# Exercise description:
Produce the same data once more, line for line.

[Start of Attachment]

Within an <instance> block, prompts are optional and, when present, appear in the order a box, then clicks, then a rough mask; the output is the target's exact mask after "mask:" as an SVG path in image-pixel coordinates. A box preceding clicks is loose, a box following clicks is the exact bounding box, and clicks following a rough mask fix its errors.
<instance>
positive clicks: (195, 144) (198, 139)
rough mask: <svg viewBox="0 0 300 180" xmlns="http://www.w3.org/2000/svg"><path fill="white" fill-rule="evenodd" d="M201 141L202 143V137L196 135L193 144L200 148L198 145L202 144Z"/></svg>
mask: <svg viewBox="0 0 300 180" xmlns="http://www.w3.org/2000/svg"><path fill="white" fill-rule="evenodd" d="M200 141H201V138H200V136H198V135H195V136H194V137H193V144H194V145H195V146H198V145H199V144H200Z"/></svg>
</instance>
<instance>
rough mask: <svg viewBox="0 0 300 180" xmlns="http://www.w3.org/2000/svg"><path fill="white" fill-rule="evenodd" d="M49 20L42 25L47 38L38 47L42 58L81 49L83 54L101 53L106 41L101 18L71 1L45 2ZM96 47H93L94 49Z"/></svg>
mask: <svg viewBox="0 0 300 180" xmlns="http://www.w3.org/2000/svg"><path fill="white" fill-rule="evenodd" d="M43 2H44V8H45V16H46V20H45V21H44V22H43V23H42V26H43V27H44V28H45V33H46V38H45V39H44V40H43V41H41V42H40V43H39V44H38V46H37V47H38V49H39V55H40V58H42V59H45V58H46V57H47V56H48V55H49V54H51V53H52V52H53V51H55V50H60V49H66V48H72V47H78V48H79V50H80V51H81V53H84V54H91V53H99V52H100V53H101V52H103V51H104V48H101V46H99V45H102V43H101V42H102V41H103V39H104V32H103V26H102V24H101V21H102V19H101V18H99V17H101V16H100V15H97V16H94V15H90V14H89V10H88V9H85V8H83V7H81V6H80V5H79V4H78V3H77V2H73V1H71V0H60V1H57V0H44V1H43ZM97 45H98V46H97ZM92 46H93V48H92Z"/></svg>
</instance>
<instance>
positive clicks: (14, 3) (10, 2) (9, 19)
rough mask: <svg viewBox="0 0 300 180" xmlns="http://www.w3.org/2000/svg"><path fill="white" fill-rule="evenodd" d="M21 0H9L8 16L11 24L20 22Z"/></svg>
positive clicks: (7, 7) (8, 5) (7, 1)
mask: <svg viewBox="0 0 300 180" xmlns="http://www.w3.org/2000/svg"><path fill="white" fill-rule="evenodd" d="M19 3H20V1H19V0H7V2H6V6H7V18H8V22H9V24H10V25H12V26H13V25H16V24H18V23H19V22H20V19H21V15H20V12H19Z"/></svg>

[End of Attachment]

# The completed task:
Within an <instance> block, prompts are optional and, when present, appear in the order a box, then clicks, then a rough mask; the output is the target's exact mask after "mask:" as an SVG path in image-pixel coordinates. A box preceding clicks is loose, a box following clicks is the exact bounding box, and clicks following a rough mask fix its errors.
<instance>
positive clicks: (195, 144) (198, 139)
rough mask: <svg viewBox="0 0 300 180" xmlns="http://www.w3.org/2000/svg"><path fill="white" fill-rule="evenodd" d="M201 141L202 143V137L196 135L193 144L200 148L198 145L202 144Z"/></svg>
mask: <svg viewBox="0 0 300 180" xmlns="http://www.w3.org/2000/svg"><path fill="white" fill-rule="evenodd" d="M200 141H201V138H200V136H198V135H195V136H194V137H193V144H194V145H195V146H198V145H199V144H200Z"/></svg>
</instance>
<instance>
rough mask: <svg viewBox="0 0 300 180" xmlns="http://www.w3.org/2000/svg"><path fill="white" fill-rule="evenodd" d="M49 20L42 25L47 38L38 47L42 58L81 49L83 54L101 53L106 41L101 18L71 1L45 2ZM96 47H93L94 49Z"/></svg>
mask: <svg viewBox="0 0 300 180" xmlns="http://www.w3.org/2000/svg"><path fill="white" fill-rule="evenodd" d="M43 2H44V8H45V16H46V20H45V21H44V22H43V23H42V26H43V27H44V28H45V33H46V38H45V39H44V40H43V41H41V42H40V43H39V44H38V46H37V47H38V49H39V55H40V58H42V59H45V58H46V57H47V56H48V55H49V54H51V53H52V52H53V51H55V50H60V49H66V48H72V47H78V48H79V50H80V51H81V53H84V54H91V53H99V52H100V53H101V52H103V51H104V48H101V46H99V45H102V43H101V42H102V41H103V39H104V32H103V26H102V24H101V21H102V19H101V18H99V17H101V16H100V15H97V16H94V15H90V14H89V10H88V9H85V8H83V7H81V6H80V5H79V4H78V3H77V2H73V1H71V0H60V1H57V0H44V1H43ZM97 45H98V46H97ZM92 46H93V48H92Z"/></svg>
</instance>
<instance>
positive clicks: (14, 3) (10, 2) (9, 19)
rough mask: <svg viewBox="0 0 300 180" xmlns="http://www.w3.org/2000/svg"><path fill="white" fill-rule="evenodd" d="M21 0H9L8 16L11 24L20 22Z"/></svg>
positive clicks: (7, 7) (8, 5) (7, 1)
mask: <svg viewBox="0 0 300 180" xmlns="http://www.w3.org/2000/svg"><path fill="white" fill-rule="evenodd" d="M19 3H20V1H19V0H7V2H6V6H7V18H8V22H9V24H10V25H12V26H13V25H16V24H18V23H19V22H20V19H21V15H20V12H19Z"/></svg>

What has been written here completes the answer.